• Problem requirements:
Please answer from the text below about the work week: how many hours did the writer work in the last four days?

What a long week! Especially considering I was only at work for four days. It definitely didn't help that we had a training until 7:00last night. I feel completely spent. Turns out my modified life is just like my old life but with less mobility and more pain.
I feel like I've plateaued a bit this week,
probably because--as expected--I haven't had much time to take care of myself or my knee. I went to the gym on Tuesday, had PT Wednesday, couldn't go to the gym Thursday because of the aforementioned training, and now I'm trying desperately to will myself to get out of bed and get on the exercise bike. My knee was ok for the first day that I was back at work, but it's been getting progressively sorer since then. Every evening, it's been really swollen and stiff.
I've always struggled with the idea of work/life balance, and that feels even more true now. I've worked about 38 hours in the last four days. Ok, I know that's not a lot for some people... But my job is mentally draining, and also requires early hours and a long commute. Now that I'm trying to get to the gym every day, I'm acutely aware of how few hours that leaves me to myself. If I get home at 6:30 and try to get to bed by 10:00, that's not a lot of time for exercise + making dinner + necessary mental detoxing (watching Friday Night Lights on Netflix). I just don't see any way around it though. I've tried to say I'm going to leave work at 4:00 every day, no matter what, but then things simply don't get done. It takes a lot of time to do a decent (not even a great!) job planning and assembling materials for everything, and my school doesn't provide prep periods.

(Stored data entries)
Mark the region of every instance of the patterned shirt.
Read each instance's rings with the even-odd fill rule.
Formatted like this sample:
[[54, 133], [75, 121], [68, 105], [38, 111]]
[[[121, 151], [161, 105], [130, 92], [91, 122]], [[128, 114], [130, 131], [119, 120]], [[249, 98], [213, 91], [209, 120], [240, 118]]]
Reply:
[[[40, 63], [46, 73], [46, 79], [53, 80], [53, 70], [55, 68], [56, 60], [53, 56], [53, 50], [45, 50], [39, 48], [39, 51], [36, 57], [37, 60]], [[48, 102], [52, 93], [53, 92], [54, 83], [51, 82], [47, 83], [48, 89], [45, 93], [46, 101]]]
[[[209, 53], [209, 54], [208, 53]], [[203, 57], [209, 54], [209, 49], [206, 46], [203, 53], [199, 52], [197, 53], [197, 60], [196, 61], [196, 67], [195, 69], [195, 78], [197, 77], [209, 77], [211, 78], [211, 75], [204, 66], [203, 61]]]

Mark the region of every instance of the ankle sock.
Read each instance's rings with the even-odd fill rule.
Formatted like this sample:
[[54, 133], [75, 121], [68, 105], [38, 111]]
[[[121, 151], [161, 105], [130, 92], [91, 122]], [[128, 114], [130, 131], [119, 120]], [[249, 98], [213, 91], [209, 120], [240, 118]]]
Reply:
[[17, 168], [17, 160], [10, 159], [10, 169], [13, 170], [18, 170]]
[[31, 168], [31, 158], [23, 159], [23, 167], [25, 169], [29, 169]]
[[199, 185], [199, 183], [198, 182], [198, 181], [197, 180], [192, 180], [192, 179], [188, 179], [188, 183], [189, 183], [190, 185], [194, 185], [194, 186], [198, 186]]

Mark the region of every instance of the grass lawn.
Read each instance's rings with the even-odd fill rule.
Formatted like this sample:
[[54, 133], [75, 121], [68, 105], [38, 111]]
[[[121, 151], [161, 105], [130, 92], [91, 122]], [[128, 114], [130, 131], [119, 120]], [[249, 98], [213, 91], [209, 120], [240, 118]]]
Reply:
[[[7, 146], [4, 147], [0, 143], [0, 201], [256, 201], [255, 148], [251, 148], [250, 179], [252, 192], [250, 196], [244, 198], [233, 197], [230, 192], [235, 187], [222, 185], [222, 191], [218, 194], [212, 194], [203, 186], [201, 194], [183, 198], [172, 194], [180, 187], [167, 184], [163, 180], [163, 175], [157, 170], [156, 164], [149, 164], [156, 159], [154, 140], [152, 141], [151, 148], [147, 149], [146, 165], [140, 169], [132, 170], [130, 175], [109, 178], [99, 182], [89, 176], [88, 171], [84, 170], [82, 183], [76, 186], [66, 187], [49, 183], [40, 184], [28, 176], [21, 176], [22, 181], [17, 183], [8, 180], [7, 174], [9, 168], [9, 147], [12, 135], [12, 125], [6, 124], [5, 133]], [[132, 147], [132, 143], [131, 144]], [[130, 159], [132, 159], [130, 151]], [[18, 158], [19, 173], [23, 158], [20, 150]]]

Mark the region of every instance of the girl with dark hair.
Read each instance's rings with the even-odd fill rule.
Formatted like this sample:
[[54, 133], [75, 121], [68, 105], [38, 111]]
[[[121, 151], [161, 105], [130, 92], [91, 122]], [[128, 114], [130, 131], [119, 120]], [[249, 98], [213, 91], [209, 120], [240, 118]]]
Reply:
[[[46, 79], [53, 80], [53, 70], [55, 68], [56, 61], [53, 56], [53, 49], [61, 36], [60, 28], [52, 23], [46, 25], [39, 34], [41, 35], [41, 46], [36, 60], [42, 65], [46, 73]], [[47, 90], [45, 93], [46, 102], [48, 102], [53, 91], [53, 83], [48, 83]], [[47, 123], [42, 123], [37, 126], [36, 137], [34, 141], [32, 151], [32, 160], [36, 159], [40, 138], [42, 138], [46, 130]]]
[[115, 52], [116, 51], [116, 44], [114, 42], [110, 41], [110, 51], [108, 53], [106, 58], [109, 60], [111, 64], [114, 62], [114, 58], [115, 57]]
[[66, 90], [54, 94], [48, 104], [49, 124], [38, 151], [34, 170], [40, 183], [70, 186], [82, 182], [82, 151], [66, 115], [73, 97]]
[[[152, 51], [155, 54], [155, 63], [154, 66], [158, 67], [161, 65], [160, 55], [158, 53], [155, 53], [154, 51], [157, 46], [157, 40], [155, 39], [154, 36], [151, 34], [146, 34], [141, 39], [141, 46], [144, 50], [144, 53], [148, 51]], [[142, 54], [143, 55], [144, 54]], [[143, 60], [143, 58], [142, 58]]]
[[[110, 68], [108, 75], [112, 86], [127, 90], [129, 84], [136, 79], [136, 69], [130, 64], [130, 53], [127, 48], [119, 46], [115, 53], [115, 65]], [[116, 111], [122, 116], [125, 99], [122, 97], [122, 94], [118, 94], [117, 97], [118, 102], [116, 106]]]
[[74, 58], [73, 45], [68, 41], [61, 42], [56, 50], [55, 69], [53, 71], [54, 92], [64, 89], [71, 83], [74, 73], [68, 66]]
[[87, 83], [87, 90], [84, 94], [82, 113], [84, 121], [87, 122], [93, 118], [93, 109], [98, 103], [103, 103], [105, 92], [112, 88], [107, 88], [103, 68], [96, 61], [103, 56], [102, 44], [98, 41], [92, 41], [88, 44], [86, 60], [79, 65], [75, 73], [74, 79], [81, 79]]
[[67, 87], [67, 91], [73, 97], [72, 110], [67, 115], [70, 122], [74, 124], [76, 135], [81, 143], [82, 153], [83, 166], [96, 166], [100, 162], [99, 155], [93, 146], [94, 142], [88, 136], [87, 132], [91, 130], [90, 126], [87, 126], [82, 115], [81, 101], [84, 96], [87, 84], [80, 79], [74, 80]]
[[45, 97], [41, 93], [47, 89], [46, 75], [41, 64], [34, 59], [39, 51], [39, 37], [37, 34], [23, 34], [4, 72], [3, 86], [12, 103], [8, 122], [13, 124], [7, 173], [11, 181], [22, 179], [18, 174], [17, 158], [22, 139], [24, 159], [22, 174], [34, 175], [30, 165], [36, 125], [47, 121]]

• Exercise response:
About 38 hours.